• **PAGE EXCERPT**:
I am back from my month-long offline roller coaster ride. The last time I wrote was exactly one month ago. It was ten days post-biopsy, and I had been starting to feel pain again after a few weeks with no pain. The pain got worse every day and I had to start taking Gabapentin again. Guess what happened? I lost the ability to write again. I wanted to write that week, but I could not. I could barely stay awake. I couldn’t drive. Gabapentin may do wonders for pain, but it renders me completely useless.
Why did the pain return? I think it was the biopsy. I think that punching out four tissue samples caused a flare-up. I got the peace of mind of being completely sure I don’t have cancer, but I paid for that peace of mind. My boob started swelling again, it got redder, and the pain became unbearable. By April 5, I was desperate again. I had an appointment with my boob doc, and I told her that I could no longer handle the pain, and could she please, please, please just cut off the damn boob. She told me that it was too inflamed for surgery, and that she would confer with the other surgeons. She also told me that they may say that they will only do a mastectomy after I have exhausted all the pharmaceutical treatments, one of which could be methotrexate.
She asked why I am so reluctant to take medicines when I am obviously in such pain. I answered that I do not want to be caught in a vicious cycle of having medicines reduce symptoms temporarily only to have them flare up when I taper down the dose. I also told her that I do not want to deal with side effects for a long period of time. I want to get rid of the problem. She agreed that a mastectomy is the easy and obvious solution, but she is concerned that I may regret the choice later in my life. She warned me about the possibility of post-mastectomy phantom pains and nerve pain. She said reconstruction could be a long and painful process. I could be jumping out of the frying pan and into the fire.

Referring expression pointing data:

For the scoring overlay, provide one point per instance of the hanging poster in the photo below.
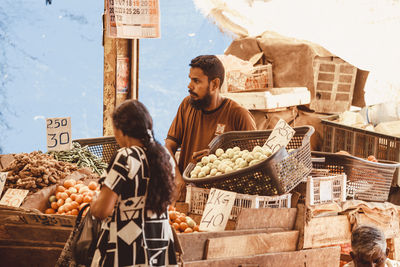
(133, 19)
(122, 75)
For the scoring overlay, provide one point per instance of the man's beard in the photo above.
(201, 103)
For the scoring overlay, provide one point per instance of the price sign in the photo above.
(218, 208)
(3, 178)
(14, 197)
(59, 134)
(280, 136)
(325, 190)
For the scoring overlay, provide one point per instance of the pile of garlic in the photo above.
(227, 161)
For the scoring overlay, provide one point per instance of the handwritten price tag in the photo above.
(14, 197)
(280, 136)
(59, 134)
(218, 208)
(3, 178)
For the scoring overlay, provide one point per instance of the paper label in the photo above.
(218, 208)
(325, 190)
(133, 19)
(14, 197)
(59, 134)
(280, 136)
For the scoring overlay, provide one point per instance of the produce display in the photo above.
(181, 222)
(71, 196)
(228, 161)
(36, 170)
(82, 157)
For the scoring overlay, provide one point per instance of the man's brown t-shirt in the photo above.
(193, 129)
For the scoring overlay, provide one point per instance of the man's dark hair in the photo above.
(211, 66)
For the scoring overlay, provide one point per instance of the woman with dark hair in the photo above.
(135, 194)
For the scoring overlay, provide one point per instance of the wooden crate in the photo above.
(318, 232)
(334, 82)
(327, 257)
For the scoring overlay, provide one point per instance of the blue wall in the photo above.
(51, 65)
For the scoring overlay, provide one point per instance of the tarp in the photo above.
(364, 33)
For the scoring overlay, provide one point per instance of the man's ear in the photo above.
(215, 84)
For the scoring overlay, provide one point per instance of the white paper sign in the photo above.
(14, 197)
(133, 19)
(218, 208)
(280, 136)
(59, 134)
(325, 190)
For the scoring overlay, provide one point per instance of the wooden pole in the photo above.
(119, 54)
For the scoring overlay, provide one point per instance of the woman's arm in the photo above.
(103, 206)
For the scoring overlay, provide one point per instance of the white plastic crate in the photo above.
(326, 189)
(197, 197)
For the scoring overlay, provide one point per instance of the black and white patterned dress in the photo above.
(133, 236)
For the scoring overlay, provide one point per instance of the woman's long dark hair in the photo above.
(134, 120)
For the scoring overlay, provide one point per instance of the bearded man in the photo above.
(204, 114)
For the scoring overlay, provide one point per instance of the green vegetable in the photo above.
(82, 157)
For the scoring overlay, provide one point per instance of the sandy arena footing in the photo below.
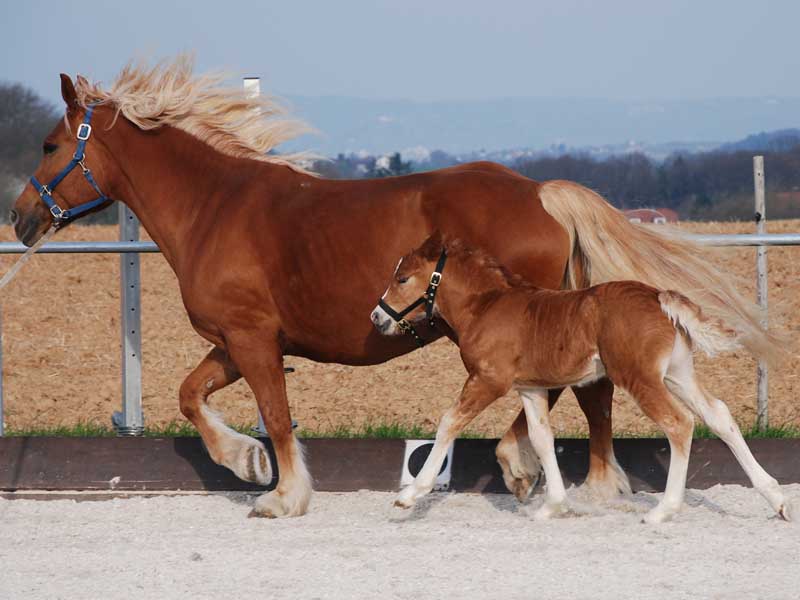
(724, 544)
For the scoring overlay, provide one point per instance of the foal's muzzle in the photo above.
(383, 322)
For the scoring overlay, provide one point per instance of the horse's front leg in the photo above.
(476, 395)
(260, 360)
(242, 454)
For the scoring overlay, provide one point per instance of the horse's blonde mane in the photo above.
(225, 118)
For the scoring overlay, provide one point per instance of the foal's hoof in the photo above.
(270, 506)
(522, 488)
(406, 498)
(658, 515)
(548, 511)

* * *

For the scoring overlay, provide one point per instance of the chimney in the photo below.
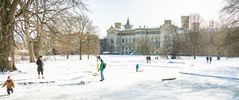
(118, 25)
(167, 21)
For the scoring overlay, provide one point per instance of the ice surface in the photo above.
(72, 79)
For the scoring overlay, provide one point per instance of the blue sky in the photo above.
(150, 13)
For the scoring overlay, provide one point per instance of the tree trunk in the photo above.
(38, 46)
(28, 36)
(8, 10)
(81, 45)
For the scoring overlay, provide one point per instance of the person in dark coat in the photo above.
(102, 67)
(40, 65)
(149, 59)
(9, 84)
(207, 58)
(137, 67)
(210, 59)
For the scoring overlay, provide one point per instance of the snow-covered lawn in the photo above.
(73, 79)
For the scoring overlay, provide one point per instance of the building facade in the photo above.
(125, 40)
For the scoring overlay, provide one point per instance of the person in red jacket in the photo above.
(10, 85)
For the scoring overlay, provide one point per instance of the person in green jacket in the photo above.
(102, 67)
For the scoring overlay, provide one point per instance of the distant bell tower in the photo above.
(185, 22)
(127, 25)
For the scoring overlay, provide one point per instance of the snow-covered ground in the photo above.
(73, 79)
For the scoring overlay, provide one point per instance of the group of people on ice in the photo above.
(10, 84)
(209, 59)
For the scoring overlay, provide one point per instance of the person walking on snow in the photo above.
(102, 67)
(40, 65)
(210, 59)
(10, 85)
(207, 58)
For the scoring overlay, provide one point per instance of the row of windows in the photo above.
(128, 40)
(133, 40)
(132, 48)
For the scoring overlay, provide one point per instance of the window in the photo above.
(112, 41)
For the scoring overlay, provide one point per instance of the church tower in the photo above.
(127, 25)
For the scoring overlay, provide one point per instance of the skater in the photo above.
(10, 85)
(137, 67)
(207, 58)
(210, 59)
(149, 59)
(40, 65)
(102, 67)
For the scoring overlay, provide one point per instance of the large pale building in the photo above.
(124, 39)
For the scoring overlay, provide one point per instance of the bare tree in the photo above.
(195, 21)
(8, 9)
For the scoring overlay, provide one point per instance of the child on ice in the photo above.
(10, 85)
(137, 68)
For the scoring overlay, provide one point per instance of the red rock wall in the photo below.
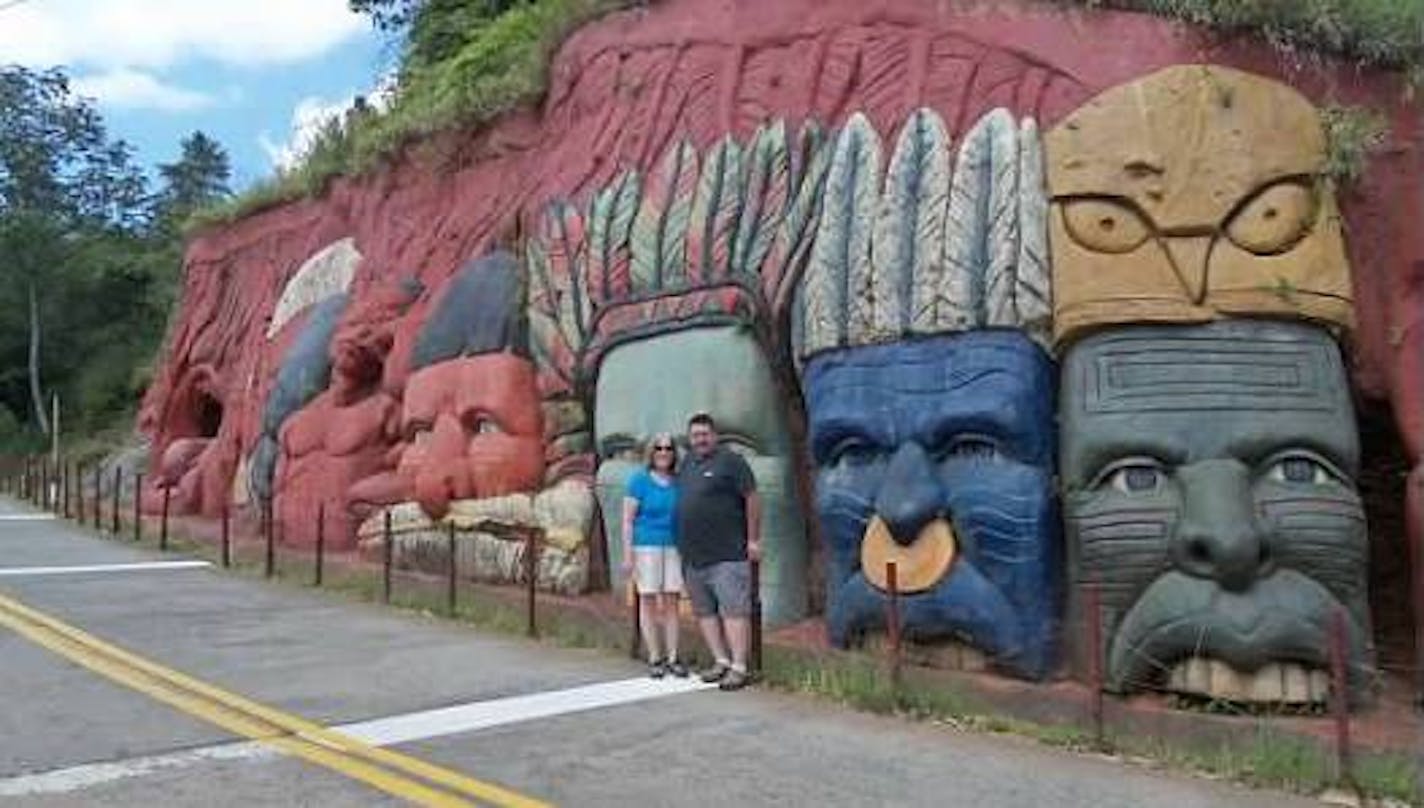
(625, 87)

• **CHECK YOUR UNDERSTANDING**:
(1) In the blog post above, print the passage beginning with "I am back from" and continuing through "me completely useless.", copied word for word.
(2) In the blog post, which drug is named as one of the pharmaceutical treatments that might have to be exhausted before a mastectomy?

• **ANSWERS TO THE EXERCISES**:
(1)
I am back from my month-long offline roller coaster ride. The last time I wrote was exactly one month ago. It was ten days post-biopsy, and I had been starting to feel pain again after a few weeks with no pain. The pain got worse every day and I had to start taking Gabapentin again. Guess what happened? I lost the ability to write again. I wanted to write that week, but I could not. I could barely stay awake. I couldn’t drive. Gabapentin may do wonders for pain, but it renders me completely useless.

(2) Methotrexate.